◆ WHAT THIS TASK INVOLVES ◆
Please reproduce the stretch of the listing from its start through the line that contains "147 167 L 148", raising every coordinate in the answer by 88 and leaving all other lines, including the format samples, unchanged.

-- start ROWS --

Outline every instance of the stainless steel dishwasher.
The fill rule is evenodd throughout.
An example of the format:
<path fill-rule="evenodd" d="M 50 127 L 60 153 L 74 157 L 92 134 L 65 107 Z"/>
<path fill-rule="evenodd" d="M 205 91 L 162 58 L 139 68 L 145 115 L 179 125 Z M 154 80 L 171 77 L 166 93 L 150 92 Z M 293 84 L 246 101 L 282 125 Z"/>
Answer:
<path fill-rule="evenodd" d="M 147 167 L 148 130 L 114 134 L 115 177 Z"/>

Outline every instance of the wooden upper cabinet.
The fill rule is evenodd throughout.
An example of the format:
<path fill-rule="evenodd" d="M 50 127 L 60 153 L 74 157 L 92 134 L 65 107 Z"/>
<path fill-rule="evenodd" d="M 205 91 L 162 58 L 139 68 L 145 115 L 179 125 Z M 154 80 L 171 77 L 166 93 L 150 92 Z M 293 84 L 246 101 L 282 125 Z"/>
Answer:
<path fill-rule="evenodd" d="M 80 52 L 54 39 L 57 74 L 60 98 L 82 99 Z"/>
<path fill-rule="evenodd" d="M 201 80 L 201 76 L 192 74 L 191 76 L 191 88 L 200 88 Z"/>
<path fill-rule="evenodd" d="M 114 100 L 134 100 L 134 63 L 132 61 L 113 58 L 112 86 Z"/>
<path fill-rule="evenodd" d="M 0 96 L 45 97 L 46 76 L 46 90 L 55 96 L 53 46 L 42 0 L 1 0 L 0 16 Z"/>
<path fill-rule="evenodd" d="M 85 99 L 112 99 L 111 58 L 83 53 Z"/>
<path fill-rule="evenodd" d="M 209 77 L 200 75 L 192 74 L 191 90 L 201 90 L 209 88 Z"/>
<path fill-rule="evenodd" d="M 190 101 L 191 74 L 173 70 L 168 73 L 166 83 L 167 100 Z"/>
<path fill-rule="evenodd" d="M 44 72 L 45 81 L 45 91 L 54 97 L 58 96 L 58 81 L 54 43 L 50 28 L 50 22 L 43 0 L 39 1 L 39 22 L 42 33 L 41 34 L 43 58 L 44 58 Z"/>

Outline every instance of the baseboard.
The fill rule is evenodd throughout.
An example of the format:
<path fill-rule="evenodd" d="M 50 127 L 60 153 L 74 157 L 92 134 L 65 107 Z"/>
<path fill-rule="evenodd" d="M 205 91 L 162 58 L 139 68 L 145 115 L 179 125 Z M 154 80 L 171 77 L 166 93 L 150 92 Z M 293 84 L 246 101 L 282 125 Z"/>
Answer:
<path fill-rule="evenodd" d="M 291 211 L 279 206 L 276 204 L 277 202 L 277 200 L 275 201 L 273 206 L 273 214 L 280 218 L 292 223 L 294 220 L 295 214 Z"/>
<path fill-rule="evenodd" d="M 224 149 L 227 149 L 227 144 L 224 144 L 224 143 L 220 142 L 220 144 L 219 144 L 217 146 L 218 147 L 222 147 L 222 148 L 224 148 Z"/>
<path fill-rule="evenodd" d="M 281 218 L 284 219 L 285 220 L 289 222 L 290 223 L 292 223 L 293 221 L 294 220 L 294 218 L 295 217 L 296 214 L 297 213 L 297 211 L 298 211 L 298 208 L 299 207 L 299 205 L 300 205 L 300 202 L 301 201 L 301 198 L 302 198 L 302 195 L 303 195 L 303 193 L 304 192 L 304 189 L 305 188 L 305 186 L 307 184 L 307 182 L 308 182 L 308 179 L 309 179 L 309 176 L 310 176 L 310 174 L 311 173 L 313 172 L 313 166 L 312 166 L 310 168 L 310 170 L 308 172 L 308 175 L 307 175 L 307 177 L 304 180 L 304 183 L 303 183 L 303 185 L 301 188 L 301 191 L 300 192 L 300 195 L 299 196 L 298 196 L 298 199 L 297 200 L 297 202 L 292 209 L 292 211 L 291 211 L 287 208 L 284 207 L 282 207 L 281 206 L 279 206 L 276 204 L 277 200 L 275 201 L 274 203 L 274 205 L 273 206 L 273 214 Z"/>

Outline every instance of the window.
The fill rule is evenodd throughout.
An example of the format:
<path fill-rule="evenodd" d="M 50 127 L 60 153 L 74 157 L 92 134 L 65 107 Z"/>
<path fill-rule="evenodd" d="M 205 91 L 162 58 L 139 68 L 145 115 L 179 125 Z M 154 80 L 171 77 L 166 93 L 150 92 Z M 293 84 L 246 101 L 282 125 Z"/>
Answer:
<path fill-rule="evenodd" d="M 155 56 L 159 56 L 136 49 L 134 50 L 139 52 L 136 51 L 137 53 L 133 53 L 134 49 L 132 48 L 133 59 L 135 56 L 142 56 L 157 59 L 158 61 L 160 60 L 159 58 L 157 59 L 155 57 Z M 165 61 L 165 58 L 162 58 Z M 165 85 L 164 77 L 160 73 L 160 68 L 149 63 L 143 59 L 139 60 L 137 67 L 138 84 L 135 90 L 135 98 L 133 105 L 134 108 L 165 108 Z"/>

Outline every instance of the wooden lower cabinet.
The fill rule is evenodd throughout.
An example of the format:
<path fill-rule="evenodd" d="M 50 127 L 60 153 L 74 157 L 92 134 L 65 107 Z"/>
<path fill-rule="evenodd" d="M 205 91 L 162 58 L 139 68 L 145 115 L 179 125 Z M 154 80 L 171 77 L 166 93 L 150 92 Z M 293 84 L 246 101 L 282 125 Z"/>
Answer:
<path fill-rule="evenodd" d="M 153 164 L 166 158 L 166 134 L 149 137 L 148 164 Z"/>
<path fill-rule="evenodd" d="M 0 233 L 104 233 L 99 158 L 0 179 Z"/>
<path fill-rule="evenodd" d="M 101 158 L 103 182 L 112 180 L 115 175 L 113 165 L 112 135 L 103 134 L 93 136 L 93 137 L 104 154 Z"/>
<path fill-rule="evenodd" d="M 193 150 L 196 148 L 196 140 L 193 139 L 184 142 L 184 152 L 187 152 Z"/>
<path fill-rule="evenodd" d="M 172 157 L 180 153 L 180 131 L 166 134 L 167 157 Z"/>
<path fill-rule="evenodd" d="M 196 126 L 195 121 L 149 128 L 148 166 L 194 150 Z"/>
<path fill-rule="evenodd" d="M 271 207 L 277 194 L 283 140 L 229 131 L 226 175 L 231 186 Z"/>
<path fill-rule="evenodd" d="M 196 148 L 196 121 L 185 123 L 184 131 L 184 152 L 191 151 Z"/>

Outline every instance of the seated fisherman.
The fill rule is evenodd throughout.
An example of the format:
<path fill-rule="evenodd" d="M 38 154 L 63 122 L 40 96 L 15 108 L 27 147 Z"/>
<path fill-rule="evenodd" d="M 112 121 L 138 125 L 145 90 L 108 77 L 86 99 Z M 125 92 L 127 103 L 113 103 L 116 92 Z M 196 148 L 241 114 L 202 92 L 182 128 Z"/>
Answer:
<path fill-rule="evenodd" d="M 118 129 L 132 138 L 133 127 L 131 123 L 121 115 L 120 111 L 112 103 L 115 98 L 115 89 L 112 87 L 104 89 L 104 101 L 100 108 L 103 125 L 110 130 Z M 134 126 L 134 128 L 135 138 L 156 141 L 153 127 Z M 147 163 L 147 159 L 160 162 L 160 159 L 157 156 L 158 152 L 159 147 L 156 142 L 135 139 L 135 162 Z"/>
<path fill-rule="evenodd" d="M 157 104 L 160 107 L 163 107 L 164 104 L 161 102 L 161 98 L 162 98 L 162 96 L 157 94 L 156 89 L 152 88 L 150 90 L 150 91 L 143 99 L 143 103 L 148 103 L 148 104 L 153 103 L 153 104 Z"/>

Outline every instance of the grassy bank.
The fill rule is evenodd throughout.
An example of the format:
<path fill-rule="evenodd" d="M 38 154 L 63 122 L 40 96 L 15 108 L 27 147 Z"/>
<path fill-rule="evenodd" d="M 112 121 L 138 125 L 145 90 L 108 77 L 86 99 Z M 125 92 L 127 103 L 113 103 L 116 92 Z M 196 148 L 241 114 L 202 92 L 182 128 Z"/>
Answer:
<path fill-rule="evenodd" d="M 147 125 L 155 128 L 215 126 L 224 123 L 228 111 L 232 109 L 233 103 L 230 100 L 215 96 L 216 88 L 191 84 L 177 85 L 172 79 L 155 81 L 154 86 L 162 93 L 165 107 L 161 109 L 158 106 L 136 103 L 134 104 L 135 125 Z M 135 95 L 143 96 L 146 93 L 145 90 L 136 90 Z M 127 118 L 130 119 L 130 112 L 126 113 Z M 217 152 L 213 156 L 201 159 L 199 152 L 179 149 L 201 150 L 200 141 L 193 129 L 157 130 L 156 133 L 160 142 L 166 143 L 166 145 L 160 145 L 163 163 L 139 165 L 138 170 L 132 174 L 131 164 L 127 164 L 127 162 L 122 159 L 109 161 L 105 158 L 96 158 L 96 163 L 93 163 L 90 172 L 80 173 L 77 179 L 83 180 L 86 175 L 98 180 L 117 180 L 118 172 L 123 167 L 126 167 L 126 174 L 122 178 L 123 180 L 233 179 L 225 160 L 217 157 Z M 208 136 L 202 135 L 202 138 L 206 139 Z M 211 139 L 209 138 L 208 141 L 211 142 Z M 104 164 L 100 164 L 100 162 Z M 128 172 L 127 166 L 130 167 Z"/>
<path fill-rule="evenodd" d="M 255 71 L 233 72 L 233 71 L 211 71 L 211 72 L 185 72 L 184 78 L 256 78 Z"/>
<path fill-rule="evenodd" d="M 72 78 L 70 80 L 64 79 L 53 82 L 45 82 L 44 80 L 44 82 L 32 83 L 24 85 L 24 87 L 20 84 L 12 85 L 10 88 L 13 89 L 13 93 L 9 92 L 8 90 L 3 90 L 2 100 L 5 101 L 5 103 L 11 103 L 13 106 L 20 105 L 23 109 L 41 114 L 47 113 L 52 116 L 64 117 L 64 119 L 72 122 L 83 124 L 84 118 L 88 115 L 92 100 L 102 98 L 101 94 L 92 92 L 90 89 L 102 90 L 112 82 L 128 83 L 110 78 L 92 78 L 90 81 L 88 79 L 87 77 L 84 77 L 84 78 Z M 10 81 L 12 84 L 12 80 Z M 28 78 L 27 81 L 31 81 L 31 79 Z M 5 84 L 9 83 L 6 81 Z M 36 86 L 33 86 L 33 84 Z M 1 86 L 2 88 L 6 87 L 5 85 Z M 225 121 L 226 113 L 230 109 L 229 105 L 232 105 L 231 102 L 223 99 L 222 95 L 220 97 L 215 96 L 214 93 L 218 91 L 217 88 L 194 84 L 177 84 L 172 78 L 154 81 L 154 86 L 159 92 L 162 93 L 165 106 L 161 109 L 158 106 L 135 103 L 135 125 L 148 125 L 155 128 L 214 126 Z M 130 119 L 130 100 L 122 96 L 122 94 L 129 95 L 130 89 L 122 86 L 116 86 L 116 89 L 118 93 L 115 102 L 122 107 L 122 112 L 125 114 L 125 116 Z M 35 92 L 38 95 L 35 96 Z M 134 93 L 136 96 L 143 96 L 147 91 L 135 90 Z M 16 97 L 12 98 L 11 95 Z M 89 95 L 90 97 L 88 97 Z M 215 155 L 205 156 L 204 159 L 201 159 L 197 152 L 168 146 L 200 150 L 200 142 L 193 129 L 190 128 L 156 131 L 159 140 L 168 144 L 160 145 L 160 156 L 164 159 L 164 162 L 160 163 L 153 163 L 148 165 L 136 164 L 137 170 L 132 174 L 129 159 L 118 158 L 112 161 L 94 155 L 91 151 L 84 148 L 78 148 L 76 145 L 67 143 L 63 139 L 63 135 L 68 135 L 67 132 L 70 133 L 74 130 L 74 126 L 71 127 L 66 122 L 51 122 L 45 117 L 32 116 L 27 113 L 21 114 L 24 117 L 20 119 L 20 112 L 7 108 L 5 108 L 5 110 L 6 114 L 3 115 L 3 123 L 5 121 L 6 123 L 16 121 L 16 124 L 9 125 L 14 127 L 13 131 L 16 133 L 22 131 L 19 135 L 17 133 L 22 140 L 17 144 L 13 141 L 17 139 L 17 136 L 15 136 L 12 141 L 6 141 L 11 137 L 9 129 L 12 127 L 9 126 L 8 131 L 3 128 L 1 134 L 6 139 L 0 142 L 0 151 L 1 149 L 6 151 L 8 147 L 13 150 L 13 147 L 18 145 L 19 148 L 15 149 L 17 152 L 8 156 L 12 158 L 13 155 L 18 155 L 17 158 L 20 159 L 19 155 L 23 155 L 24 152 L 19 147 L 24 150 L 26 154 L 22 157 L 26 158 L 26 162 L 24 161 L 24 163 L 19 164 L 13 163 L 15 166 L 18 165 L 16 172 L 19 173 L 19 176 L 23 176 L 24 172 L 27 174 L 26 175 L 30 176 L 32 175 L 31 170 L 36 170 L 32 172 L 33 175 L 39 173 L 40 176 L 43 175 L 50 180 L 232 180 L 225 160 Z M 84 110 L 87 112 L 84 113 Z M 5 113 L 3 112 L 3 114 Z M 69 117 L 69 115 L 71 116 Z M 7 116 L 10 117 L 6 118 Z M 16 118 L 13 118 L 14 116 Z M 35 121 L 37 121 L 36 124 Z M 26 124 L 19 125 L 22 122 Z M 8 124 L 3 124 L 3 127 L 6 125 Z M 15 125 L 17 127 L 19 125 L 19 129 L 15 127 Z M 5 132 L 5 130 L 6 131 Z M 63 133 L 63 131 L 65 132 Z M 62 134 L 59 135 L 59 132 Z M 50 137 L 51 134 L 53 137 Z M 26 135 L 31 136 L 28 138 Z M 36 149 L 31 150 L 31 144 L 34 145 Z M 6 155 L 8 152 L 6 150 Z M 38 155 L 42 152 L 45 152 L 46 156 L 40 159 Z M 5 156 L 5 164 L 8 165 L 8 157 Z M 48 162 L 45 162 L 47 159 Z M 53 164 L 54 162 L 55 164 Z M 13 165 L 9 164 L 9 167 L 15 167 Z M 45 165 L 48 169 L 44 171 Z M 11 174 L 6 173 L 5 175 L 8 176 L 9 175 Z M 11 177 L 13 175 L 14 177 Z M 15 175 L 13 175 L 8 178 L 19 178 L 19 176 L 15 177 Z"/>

-- end ROWS --

◆ ANSWER ◆
Outline every instance of the stainless steel dishwasher.
The fill rule is evenodd throughout.
An example of the format:
<path fill-rule="evenodd" d="M 50 127 L 60 153 L 74 157 L 92 134 L 65 107 Z"/>
<path fill-rule="evenodd" d="M 205 91 L 162 58 L 139 68 L 145 115 L 179 125 Z M 154 80 L 171 77 L 166 93 L 150 92 Z M 293 84 L 246 101 L 282 125 Z"/>
Answer:
<path fill-rule="evenodd" d="M 235 255 L 236 218 L 202 222 L 203 265 Z"/>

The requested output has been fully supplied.